RECORDS SUPPLIED:

----------

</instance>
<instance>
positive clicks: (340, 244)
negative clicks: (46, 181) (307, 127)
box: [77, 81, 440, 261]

----------

Copy out every one of the records above line for line, keeping each character and all spacing unchanged.

</instance>
<instance>
positive clicks: (340, 244)
negative clicks: (46, 181) (307, 127)
box: [77, 81, 440, 261]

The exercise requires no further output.